▸ SOURCE MATERIAL
########################################
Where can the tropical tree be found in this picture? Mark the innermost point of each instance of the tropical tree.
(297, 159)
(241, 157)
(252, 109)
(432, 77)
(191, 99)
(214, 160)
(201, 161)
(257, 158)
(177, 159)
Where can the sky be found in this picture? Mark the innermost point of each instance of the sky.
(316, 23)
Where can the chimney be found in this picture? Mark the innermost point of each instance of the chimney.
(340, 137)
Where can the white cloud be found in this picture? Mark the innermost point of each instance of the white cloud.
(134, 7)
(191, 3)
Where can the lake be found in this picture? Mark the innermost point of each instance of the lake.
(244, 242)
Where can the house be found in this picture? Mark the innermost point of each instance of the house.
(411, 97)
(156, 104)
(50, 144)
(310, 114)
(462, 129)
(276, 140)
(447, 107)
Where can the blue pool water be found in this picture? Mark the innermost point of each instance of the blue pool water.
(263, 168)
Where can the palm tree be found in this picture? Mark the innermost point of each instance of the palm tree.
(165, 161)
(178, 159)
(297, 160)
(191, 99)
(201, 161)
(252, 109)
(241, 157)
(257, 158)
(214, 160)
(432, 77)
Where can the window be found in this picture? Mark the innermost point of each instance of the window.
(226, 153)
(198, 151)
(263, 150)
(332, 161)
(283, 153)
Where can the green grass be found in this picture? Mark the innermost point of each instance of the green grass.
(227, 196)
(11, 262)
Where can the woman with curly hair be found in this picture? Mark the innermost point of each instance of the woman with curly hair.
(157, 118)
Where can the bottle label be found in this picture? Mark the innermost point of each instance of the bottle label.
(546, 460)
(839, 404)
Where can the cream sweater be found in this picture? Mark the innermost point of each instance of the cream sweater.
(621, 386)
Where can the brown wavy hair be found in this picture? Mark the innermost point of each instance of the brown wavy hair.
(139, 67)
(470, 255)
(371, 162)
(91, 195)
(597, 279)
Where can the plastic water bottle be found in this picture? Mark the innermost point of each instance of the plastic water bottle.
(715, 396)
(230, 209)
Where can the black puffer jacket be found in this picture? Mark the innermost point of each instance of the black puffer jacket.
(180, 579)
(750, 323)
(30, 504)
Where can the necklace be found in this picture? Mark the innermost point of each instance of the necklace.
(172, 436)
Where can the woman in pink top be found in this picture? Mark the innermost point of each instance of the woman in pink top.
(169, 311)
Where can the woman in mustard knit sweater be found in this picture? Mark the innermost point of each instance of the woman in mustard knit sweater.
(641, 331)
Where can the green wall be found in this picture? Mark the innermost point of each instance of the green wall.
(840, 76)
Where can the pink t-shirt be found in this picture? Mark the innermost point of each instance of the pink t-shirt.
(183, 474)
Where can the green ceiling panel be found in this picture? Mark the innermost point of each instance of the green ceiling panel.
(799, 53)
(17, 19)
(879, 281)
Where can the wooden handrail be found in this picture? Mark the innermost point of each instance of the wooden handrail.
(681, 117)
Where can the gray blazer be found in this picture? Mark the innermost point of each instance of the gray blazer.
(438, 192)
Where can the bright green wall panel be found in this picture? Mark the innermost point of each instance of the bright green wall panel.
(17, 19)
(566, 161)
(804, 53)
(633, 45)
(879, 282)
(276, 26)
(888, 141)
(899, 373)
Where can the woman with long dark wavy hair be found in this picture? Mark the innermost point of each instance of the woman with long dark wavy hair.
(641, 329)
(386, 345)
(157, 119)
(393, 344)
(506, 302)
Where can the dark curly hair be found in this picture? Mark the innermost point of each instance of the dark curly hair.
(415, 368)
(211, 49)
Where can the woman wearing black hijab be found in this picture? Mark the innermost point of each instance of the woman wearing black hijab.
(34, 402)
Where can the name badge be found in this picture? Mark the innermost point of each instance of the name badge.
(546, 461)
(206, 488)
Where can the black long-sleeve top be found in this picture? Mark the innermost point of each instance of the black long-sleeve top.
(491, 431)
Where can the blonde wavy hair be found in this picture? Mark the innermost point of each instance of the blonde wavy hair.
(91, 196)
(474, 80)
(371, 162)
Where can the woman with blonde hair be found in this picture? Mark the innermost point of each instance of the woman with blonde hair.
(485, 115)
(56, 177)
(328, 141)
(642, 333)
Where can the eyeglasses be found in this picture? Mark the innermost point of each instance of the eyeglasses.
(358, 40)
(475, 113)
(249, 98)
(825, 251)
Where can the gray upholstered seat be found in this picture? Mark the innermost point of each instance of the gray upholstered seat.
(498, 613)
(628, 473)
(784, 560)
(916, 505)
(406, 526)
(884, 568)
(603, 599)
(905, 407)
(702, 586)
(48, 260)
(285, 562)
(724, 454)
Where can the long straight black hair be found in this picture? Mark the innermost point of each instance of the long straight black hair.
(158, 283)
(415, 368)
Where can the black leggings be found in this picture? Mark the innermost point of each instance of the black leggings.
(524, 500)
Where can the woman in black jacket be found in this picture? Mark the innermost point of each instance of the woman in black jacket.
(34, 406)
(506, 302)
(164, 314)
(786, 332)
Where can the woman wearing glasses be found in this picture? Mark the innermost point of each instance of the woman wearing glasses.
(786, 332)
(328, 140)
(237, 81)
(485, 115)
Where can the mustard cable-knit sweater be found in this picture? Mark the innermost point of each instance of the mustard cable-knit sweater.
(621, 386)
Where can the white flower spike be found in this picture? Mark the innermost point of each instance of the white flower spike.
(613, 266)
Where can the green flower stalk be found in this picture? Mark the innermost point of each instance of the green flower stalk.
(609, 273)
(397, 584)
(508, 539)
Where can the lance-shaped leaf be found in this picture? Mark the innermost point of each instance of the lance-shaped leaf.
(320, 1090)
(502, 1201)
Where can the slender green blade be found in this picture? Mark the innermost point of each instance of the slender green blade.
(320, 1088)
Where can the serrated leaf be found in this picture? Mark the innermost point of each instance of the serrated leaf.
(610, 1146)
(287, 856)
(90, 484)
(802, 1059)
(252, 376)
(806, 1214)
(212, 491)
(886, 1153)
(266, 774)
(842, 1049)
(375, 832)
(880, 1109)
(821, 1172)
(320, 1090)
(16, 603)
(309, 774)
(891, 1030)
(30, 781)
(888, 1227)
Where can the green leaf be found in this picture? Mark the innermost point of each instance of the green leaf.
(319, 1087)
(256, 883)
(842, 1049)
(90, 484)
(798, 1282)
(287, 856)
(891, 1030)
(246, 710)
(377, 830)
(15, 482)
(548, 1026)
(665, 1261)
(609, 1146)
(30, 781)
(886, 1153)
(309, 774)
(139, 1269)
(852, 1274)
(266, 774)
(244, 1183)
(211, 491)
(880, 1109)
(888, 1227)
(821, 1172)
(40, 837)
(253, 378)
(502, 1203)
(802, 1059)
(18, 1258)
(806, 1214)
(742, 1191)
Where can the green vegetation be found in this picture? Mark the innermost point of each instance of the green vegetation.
########################################
▸ WHAT THE EXERCISE ASKS
Copy out the material above in full.

▸ SOLUTION TO THE PROBLEM
Where can the tropical tree be found in this picture? Mark the innermost point of each instance of the tropical tree.
(297, 159)
(241, 157)
(252, 109)
(432, 77)
(191, 99)
(214, 160)
(201, 161)
(257, 158)
(177, 159)
Where can the sky be found in this picture? Mark the innermost point of each instance of the sky.
(316, 23)
Where can the chimney be found in this picture? Mark the innermost point of each instance of the chimney.
(340, 137)
Where can the white cloud be found in this picture? Mark the innermost point of each instance of the white cloud.
(134, 7)
(191, 3)
Where can the lake be found in this picture? Mark the innermost point of each instance of the lake.
(244, 242)
Where can the house be found in this picture? Mark the innermost point of each instance of the house.
(411, 97)
(156, 104)
(50, 144)
(310, 114)
(462, 129)
(276, 140)
(447, 107)
Where can the blue pool water be found in this picture? Mark the innermost point of each instance of the blue pool water.
(263, 168)
Where can the palm tree be found in this picture? Mark the innermost point of each instance of the palm tree.
(165, 161)
(178, 159)
(297, 160)
(191, 99)
(201, 161)
(252, 109)
(241, 157)
(257, 158)
(214, 160)
(432, 77)
Where can the window be found in this picture? Mark the innermost point of each instance of the window.
(226, 153)
(198, 151)
(263, 150)
(332, 161)
(283, 153)
Where can the green grass be found in this picture? Mark the innermost point of each instance of the green grass.
(227, 196)
(11, 262)
Where can the woman with curly hair be found in this picture? Mark the innermost point of each instance of the woman with curly hair.
(157, 118)
Where can the bottle label be found in this picture? Mark the innermost point of each instance of the bottle label.
(546, 460)
(839, 404)
Where can the cream sweater be found in this picture? Mark the innermost point of each instance of the cream sweater.
(621, 386)
Where can the brown wavy hair be found in this picture? Mark the innermost point of each instance of the brown wavy hair.
(139, 67)
(470, 255)
(371, 162)
(91, 195)
(597, 279)
Where can the plastic water bottle be found in this picture? Mark the innermost point of each instance of the plastic water bottle.
(715, 396)
(230, 209)
Where can the black puffer jacket be found in this picture? Mark the innermost point of each instance of the black puffer jacket.
(180, 579)
(750, 323)
(30, 504)
Where can the necklace be found in this picture? Mark the innermost point of each instance of the necklace.
(172, 436)
Where can the woman in pink top be found in this picture? Mark the innermost point of each instance of the woman in pink top.
(169, 311)
Where can the woman in mustard knit sweater be found in this picture? Mark the innermost point of each instance of the woman in mustard knit sweater.
(641, 331)
Where can the green wall be found in this picture? Mark the innermost point of each instance of the green wall.
(840, 76)
Where can the pink t-shirt be found in this picture? Mark the innermost point of each instance of the pink t-shirt.
(183, 474)
Where can the green ceiling panel be found in this picture? Mark the innermost point of each instance of the green ceiling panel.
(799, 53)
(17, 19)
(879, 281)
Where can the wooden handrail be found in this picture? Mark the innermost point of each instance of the wooden handrail.
(681, 117)
Where can the gray blazer be found in this picture? Mark the innermost point of each instance of the gray blazer.
(438, 192)
Where can the bright green wall panel be found in this picture? Mark the innermost point of each instance of the bright green wall panel.
(17, 19)
(566, 161)
(804, 53)
(633, 45)
(879, 282)
(276, 26)
(888, 141)
(899, 373)
Where can the woman with long dark wavy hair be found in this picture? Mark the innermost point of each instance of the woman with long dark wavy hair.
(641, 329)
(386, 345)
(157, 119)
(393, 344)
(506, 302)
Where can the dark curly hair be found in this picture? Mark the innermost point of each instance of the dark curly hair.
(415, 368)
(211, 49)
Where can the woman wearing black hijab be found in this picture? Mark the innermost point of each instance of the woman wearing black hijab.
(34, 402)
Where can the name badge be found in this picture? Mark the innermost point of each instance of the name badge.
(546, 461)
(206, 488)
Where can the black long-sleeve top be found in this picture? Mark the innermost point of each instance of the black long-sleeve top.
(491, 431)
Where can the blonde wavy hair be found in this picture? Mark the innermost point of each instance of the blonde wavy hair.
(91, 196)
(474, 80)
(371, 162)
Where can the woman with blonde hair be found in this picture? Mark the innermost point of each instance of the woman with blonde hair.
(485, 115)
(56, 177)
(328, 141)
(642, 333)
Where can the eyeglasses be found in this picture? Mark the innermost point of each instance of the eyeglasses.
(358, 40)
(475, 113)
(249, 98)
(825, 251)
Where can the gray upholstered seat be found in this picture? Mark the innermost point of each instance of the gray upholstered seat.
(498, 613)
(628, 473)
(784, 560)
(916, 505)
(406, 526)
(884, 568)
(603, 599)
(905, 407)
(702, 586)
(48, 260)
(285, 562)
(724, 454)
Where can the long straight black hair be found in this picture? Mark the innermost point of each instance of the long straight black hair.
(158, 283)
(415, 368)
Where can the black leggings be found in this picture? Mark the innermost point of each instance of the black leggings.
(524, 500)
Where can the woman in black jacket be found in this picture? Mark the innermost point of each instance of the woman in black jacket.
(34, 406)
(506, 302)
(164, 314)
(786, 332)
Where can the woman wearing glasses be found in this picture? Mark the innermost point of each instance of the woman wearing glasses.
(786, 332)
(328, 140)
(237, 81)
(485, 115)
Where can the mustard cable-knit sweater be found in this picture? Mark the innermost point of each instance of the mustard cable-knit sweater.
(621, 386)
Where can the white flower spike be found in this picture? Mark the innermost point of each instance of the white flower spike.
(613, 266)
Where can the green flower stalk be found in this picture? Mark the innermost point of each instance of the green flower stalk.
(609, 273)
(397, 584)
(508, 539)
Where can the lance-shaped leaf be found in this picture? Mark the innermost point of each instance of the lance-shaped leaf.
(320, 1090)
(502, 1201)
Where can the slender green blade be found in this picture? Mark the innermost point of each instance of the slender green blade.
(320, 1088)
Where can the serrated leaf be found in this picture? Mark the innermost point of each instance of the serrated leaf.
(610, 1146)
(287, 856)
(90, 484)
(802, 1059)
(252, 376)
(806, 1214)
(212, 491)
(886, 1153)
(266, 774)
(842, 1049)
(375, 832)
(880, 1109)
(821, 1172)
(320, 1090)
(16, 603)
(309, 774)
(891, 1030)
(30, 781)
(888, 1227)
Where can the green leaf be found in this picture? Mark the innermost point of each instance of the green leaf.
(319, 1087)
(256, 883)
(842, 1049)
(90, 484)
(798, 1282)
(287, 856)
(891, 1030)
(246, 710)
(377, 830)
(15, 482)
(548, 1026)
(665, 1261)
(609, 1146)
(30, 781)
(886, 1153)
(309, 774)
(139, 1269)
(852, 1274)
(266, 774)
(244, 1183)
(211, 491)
(880, 1109)
(888, 1227)
(821, 1172)
(40, 837)
(253, 378)
(502, 1203)
(802, 1059)
(18, 1258)
(806, 1214)
(742, 1191)
Where can the green vegetation be found in this picture? Mark the innermost point of each instance of the green vegetation.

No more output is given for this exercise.